### Raw data
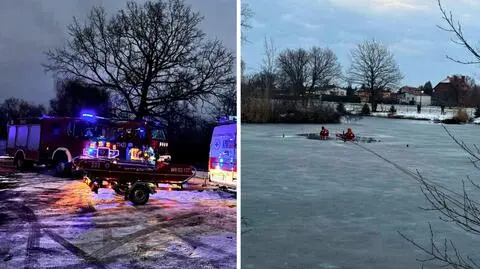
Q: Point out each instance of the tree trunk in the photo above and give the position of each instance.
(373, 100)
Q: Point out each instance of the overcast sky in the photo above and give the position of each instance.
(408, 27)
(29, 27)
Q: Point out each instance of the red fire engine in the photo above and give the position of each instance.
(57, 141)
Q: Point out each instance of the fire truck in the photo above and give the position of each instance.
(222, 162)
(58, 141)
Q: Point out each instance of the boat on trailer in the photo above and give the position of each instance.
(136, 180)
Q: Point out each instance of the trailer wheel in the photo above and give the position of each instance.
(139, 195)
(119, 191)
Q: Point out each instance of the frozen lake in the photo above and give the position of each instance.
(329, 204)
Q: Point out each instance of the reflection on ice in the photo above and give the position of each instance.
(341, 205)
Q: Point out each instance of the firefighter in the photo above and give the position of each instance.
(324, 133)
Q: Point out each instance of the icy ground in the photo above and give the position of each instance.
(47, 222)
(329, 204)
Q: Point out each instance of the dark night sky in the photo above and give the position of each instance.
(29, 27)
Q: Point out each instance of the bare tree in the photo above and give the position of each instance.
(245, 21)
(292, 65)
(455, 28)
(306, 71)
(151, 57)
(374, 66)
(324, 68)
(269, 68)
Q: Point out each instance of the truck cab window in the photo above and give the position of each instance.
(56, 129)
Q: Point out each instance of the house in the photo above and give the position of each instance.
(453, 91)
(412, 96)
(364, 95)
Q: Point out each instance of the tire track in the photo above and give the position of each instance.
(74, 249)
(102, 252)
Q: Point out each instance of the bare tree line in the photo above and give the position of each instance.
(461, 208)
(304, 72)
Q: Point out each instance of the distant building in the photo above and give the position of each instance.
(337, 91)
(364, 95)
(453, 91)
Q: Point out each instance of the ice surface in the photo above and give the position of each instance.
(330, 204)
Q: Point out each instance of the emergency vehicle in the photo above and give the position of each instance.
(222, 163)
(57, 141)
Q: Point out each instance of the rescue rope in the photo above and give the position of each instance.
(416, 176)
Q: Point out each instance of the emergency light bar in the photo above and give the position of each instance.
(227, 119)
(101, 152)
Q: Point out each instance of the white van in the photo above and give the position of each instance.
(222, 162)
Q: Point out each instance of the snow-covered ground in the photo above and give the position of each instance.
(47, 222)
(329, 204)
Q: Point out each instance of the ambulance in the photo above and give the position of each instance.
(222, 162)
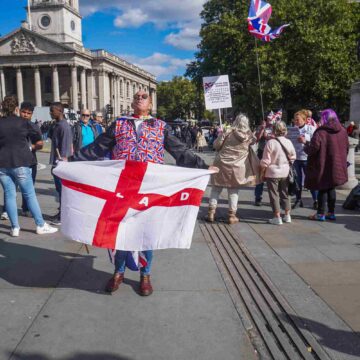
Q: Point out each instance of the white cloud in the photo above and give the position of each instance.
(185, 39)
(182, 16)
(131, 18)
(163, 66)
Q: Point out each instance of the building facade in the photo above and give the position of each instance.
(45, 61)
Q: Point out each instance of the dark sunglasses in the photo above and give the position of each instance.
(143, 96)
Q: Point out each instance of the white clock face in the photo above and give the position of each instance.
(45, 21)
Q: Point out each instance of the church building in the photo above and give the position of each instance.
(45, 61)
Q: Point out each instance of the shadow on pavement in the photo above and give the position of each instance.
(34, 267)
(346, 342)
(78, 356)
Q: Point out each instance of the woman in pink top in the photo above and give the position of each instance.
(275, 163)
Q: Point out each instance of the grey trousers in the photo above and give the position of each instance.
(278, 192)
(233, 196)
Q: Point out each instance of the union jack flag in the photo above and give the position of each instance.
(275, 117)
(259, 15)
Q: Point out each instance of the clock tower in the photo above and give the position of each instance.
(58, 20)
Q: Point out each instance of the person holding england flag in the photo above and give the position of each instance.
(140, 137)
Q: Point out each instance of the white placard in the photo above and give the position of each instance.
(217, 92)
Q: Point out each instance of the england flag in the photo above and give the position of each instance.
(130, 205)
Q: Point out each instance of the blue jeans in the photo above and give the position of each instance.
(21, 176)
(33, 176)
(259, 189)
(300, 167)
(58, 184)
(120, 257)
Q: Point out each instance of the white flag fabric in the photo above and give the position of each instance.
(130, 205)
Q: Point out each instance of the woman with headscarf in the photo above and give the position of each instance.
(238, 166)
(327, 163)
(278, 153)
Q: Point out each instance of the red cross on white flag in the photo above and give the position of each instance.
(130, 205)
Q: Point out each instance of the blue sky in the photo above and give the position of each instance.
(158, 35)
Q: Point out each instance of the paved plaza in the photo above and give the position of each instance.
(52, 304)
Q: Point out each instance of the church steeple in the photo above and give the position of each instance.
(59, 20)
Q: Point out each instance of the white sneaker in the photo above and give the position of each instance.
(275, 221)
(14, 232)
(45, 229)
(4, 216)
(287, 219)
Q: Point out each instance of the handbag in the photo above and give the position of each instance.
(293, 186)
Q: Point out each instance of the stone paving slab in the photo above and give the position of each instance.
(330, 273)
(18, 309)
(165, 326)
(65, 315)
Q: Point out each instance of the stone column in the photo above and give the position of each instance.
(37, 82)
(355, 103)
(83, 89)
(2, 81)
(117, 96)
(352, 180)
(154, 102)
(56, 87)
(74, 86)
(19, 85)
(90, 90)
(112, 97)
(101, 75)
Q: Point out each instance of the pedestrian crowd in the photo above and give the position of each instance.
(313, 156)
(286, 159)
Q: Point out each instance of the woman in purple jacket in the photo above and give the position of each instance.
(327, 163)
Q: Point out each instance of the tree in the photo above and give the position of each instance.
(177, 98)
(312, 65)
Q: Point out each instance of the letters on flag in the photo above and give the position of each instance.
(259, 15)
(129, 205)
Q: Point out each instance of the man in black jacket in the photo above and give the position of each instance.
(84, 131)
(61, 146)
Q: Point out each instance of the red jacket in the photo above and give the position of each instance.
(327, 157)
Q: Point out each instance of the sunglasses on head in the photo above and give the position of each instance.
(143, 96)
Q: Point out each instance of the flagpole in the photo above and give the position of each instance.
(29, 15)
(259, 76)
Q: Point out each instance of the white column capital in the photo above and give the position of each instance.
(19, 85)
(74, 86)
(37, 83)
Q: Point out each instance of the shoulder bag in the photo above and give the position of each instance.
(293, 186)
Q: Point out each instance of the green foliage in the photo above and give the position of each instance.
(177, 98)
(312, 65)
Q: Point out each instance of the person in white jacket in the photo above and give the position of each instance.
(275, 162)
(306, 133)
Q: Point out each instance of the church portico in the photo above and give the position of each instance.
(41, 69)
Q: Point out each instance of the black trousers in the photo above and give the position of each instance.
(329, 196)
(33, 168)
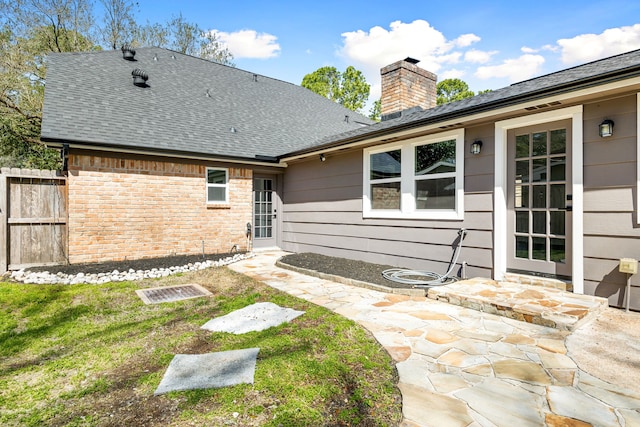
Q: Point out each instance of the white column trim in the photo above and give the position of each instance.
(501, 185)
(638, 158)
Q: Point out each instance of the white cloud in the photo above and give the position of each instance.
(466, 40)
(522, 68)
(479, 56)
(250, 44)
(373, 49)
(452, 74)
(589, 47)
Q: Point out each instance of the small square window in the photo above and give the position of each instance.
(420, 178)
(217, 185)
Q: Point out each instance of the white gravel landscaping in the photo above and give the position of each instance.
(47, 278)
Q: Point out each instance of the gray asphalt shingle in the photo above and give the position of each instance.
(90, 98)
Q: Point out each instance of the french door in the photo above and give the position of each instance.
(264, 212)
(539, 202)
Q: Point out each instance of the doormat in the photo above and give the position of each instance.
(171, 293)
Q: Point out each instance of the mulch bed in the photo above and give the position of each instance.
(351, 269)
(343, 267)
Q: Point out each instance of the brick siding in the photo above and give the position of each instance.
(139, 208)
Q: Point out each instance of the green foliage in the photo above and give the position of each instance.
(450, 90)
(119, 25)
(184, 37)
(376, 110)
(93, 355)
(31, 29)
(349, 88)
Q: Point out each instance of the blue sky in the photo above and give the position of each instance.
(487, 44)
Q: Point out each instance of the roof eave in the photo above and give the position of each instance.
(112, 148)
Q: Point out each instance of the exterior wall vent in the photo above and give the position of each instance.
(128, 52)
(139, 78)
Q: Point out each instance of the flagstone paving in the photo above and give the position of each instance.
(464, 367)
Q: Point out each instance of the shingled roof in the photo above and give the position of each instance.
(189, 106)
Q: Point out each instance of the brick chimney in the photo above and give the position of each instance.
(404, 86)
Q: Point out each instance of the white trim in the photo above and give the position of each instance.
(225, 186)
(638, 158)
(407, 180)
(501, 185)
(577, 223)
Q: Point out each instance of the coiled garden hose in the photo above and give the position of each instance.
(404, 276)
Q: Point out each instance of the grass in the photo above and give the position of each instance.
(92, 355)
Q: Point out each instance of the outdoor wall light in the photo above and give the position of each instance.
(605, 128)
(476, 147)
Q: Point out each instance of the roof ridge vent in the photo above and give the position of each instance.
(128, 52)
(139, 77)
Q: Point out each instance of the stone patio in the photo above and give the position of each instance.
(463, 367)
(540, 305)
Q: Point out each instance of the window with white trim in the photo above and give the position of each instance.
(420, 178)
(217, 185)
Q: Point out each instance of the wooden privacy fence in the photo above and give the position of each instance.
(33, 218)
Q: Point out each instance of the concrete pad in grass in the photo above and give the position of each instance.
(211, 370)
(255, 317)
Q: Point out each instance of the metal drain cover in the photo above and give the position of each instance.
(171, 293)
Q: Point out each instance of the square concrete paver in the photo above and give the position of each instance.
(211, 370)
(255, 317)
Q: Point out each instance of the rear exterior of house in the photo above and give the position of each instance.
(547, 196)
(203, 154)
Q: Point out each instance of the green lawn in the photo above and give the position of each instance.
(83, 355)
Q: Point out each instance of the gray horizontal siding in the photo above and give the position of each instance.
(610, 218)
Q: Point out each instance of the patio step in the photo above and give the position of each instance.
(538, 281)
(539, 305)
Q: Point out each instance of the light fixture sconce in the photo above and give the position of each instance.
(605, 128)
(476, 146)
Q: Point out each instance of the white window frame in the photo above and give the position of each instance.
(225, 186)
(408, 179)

### Problem to work on
Give the lines exactly as they stand, from the line with "Q: Point out each instance of the square" through the end of the material.

### Expected answer
Q: Point out each instance of the square concrete paver in the photo above and give the position of each instance.
(211, 370)
(255, 317)
Q: Point out each instance of the rear exterior of house in the photo above and give the position of each instance.
(547, 196)
(203, 154)
Q: Point out each instance of the green lawn in the photo above and give the position of each instance.
(83, 355)
Q: Point out each instance of the gray horizontal siding in the photo above and give the position of each instance.
(610, 218)
Q: Point out each instance of the patio step in the photo above and give the position of each instance.
(538, 281)
(539, 305)
Q: Point out each instance of the light fixture sconce in the photo above and give the position of each instance.
(605, 128)
(476, 146)
Q: Point out each instance of the white window frame in the photo above and give the position of each instance.
(225, 186)
(408, 179)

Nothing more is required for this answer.